*Objective*: Give every entry again, word for word.

*Provided material*:
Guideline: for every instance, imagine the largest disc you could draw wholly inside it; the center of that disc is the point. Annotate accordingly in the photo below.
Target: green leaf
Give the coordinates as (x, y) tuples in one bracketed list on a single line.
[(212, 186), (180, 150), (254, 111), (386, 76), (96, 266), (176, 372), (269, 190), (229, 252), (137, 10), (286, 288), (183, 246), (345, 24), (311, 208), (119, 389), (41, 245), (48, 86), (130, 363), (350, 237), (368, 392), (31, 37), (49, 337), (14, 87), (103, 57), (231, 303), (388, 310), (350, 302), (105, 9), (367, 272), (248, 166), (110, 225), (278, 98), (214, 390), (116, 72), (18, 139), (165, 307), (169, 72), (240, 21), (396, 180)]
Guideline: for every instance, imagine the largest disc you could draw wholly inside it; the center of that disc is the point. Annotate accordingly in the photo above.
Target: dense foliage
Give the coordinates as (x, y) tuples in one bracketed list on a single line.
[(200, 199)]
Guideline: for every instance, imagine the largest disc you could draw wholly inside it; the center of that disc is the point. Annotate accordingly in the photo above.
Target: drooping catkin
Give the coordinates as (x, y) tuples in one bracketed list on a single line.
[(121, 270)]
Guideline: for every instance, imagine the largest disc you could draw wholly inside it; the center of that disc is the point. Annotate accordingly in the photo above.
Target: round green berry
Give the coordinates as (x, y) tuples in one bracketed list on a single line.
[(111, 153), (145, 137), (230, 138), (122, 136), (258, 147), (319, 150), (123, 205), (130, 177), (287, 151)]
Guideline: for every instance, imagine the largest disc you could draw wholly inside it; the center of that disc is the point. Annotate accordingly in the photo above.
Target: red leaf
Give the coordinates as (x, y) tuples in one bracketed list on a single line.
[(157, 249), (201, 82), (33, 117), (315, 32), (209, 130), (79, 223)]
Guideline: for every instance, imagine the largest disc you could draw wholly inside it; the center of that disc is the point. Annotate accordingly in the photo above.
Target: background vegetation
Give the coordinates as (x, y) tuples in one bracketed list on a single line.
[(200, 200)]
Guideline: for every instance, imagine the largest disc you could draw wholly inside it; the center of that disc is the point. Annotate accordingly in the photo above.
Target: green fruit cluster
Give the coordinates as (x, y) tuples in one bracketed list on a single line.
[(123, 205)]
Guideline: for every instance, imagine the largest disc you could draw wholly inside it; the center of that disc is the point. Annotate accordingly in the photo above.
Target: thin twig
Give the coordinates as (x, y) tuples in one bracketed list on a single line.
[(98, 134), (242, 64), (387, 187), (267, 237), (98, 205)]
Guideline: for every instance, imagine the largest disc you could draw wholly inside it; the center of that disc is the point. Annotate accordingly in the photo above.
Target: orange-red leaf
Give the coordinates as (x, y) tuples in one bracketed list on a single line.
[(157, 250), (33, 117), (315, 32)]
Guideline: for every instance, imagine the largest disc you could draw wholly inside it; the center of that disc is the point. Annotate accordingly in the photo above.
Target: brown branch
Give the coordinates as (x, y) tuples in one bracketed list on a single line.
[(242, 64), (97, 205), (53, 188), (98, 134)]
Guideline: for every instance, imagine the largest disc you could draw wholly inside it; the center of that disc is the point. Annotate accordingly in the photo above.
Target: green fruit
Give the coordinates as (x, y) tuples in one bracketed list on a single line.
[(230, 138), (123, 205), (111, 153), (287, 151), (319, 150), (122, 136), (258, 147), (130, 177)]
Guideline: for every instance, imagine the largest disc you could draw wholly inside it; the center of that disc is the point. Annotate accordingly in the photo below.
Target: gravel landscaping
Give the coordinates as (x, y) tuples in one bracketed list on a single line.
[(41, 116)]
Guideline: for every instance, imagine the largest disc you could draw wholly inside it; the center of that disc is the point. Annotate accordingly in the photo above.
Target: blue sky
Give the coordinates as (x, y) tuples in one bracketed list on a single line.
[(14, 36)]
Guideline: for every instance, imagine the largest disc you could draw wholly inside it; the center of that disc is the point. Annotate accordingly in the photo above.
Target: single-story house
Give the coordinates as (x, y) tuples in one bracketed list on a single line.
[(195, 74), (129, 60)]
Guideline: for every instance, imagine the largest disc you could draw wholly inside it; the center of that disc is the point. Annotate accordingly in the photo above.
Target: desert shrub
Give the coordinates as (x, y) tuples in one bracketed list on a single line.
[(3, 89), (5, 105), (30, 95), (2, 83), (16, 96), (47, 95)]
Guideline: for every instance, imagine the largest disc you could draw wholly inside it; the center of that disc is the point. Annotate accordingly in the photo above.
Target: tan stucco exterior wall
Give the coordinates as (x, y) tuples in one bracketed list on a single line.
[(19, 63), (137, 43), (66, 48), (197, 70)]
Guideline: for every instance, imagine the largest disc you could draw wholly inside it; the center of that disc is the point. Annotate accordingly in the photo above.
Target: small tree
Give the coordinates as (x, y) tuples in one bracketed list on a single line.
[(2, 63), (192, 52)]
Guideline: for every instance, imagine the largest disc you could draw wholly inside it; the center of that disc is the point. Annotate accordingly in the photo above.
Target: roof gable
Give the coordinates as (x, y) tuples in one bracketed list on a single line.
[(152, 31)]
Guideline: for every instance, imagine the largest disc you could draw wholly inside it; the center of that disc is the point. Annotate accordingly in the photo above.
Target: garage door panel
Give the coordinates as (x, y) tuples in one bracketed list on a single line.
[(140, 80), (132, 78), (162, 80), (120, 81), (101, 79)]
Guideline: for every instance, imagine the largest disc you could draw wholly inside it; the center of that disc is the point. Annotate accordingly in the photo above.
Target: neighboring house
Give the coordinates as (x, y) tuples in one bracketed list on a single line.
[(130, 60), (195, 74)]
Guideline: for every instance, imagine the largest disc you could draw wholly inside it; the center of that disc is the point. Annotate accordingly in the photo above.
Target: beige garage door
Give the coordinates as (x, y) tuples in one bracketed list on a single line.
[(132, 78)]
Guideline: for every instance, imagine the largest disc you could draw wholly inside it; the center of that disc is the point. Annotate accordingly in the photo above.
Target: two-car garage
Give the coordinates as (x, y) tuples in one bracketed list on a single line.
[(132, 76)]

*Answer*:
Guideline: for every instance, imagine the largest disc you could draw wholly inside it; the center of that disc is the point. Annotate accordingly in the photo below.
Target: green leaf
Give the coordinates as (x, y) tuples in one bracketed list on a single line.
[(212, 186), (180, 150), (254, 111), (386, 76), (96, 266), (176, 372), (269, 190), (229, 252), (137, 10), (286, 288), (183, 246), (345, 24), (311, 208), (119, 389), (41, 245), (48, 86), (130, 363), (350, 237), (368, 392), (31, 37), (49, 337), (14, 87), (103, 57), (231, 303), (388, 310), (350, 302), (105, 9), (367, 272), (248, 166), (110, 225), (278, 98), (214, 390), (116, 72), (18, 139), (165, 307), (169, 72), (240, 21), (396, 180)]
Guideline: for every instance, imagine the largest disc you could draw wholly inside it; the center of that disc is the point. Annotate accordingly in the photo above.
Target: dense foliage
Give the coordinates as (x, y) tuples in one bracketed list on a single line.
[(200, 199)]
Guideline: for every instance, imagine the largest disc you could draw wholly inside it; the center of that disc is the point. Annotate accordingly in the photo above.
Target: drooping catkin
Give the coordinates as (x, y) tuples in one bracketed list on a single line.
[(121, 270)]
Guideline: for every instance, imagine the largest disc you could draw wholly inside it; the center of that disc is the point. Annotate accordingly in the photo above.
Target: round green berry
Give the coordinates as (x, y) tuples in one bracketed list on a single line.
[(111, 153), (145, 137), (230, 138), (122, 136), (258, 147), (319, 150), (123, 205), (130, 177), (287, 151)]
Guideline: for every instance, imagine the largest disc you could draw wholly inside it; the center of that disc is the point. Annotate accordingly in the photo above.
Target: red leaf
Give the coordinates as (x, y) tuples in one bracketed list on a single line.
[(157, 249), (201, 82), (33, 117), (315, 32), (209, 130), (79, 223)]
Guideline: for every instance, imagine the largest disc you could draw wholly inside it; the center of that disc is the point. Annotate accordingly in the photo above.
Target: background vegetation
Give the coordinates as (x, y) tuples in one bracketed list on a single line.
[(200, 200)]
Guideline: for every instance, imagine the largest disc you could draw wholly inside it; the center of that disc is the point. Annotate accordingly in the photo above.
Target: green fruit cluster
Give the coordinates as (x, y) tuples in one bracketed list on a single line.
[(123, 205)]
Guideline: for every instance, imagine the largest disc you could draw wholly inside it; the center of that disc is the point. Annotate accordingly in the photo above.
Target: thin twig
Give the coordinates as (x, y) tuples in one bracketed list on a single line.
[(98, 134), (242, 64), (387, 187), (267, 237), (98, 205)]
Guideline: for every instance, imagine the largest disc you could draw wholly inside it; the center of that disc is the point. Annotate accordingly in the photo above.
Target: orange-red leaf
Give the coordinates as (x, y) tuples in one bracketed list on a single line.
[(157, 250), (33, 117), (315, 32)]
Guideline: for every instance, imagine the largest disc you could draw wholly inside it; the center of that disc is the point. Annotate accordingly in the photo above.
Target: brown branch
Give the coordinates as (x, y) tuples in one bracketed list on a single line.
[(242, 64), (97, 205), (53, 188), (98, 134)]
Guideline: for every instance, imagine the largest disc you could draw wholly inside it; the center of that disc is the point. Annotate accordingly in the photo above.
Target: green fruit
Give the coordinates as (x, y) tuples in one bracketed list on a single line.
[(230, 138), (123, 205), (111, 153), (287, 151), (319, 150), (122, 136), (258, 147), (130, 177)]
Guideline: for every instance, imagine the largest disc you could draw wholly inside it; the center of that disc is the point. Annotate accordingly in the photo below.
Target: gravel landscaping
Give the coordinates as (x, y) tuples in one bracketed list on a single line.
[(41, 116)]
Guideline: for every instance, imagine the largest disc you could draw wholly inside it; the center of that disc is the point. Annotate accordingly in the photo above.
Target: blue sky
Give the coordinates as (x, y) tuples in one bracketed list on a single line.
[(14, 36)]
Guideline: for every instance, imagine the largest disc you could draw wholly inside it; the center of that disc is the point. Annotate accordingly in the photo above.
Target: single-story house
Give the coordinates as (x, y) tuples in one bracketed list on a single line.
[(195, 74), (129, 60)]
Guideline: for every instance, imagine the largest disc you could draw wholly inside it; the center of that disc is the point. Annotate accordingly in the photo above.
Target: desert shrub
Give the coordinates as (x, y) tuples in one bracketed list on a single line.
[(3, 89), (5, 105), (30, 95), (2, 83), (16, 96), (47, 95)]
Guideline: for every instance, imagine the largest disc you could draw wholly inside it; the center of that disc is the point. Annotate accordingly in the photo above.
Target: tan stucco exterior wall
Give the coordinates as (x, y) tuples in one bracketed list on a single line.
[(19, 63), (137, 43), (66, 48), (197, 70)]
Guideline: for every instance, imagine the largest disc you could draw wholly inside it; the center of that disc is the point. Annotate accordingly in the photo above.
Target: small tree
Give the coordinates as (x, y) tuples in one bracketed list on a single line.
[(2, 63), (192, 52)]
Guideline: for every instance, imagine the largest disc you could draw wholly inside it; the center of that disc is the point. Annotate accordingly in the photo above.
Target: roof gable
Give the coordinates as (x, y) tuples in one bracketed list on a single line.
[(152, 31)]
Guideline: for every instance, imagine the largest disc you could draw wholly inside it; the center of that disc is the point. Annotate accordingly in the photo above.
Target: garage door panel
Give the coordinates as (x, y) tuples in one bracketed list on a single line.
[(140, 80), (132, 78), (162, 80), (120, 81), (101, 79)]
Guideline: for every instance, imagine the largest disc you could draw wholly inside it; the center of that disc is the point. Annotate accordingly in the photo above.
Target: neighboring house
Give the coordinates as (x, y) tuples in one bracketed list on a single line.
[(130, 60), (195, 74)]
Guideline: for every instance, imagine the largest disc you could draw wholly inside it; the center of that disc is the point. Annotate accordingly in the photo above.
Target: beige garage door
Give the coordinates as (x, y) tuples in one bracketed list on a single line.
[(132, 78)]
Guideline: for every instance, imagine the largest disc you could draw wholly inside it; the center of that disc is the point. Annotate accordingly in the photo above.
Target: two-car garage
Give the coordinates as (x, y) tuples in one bracketed list on a single line.
[(132, 76)]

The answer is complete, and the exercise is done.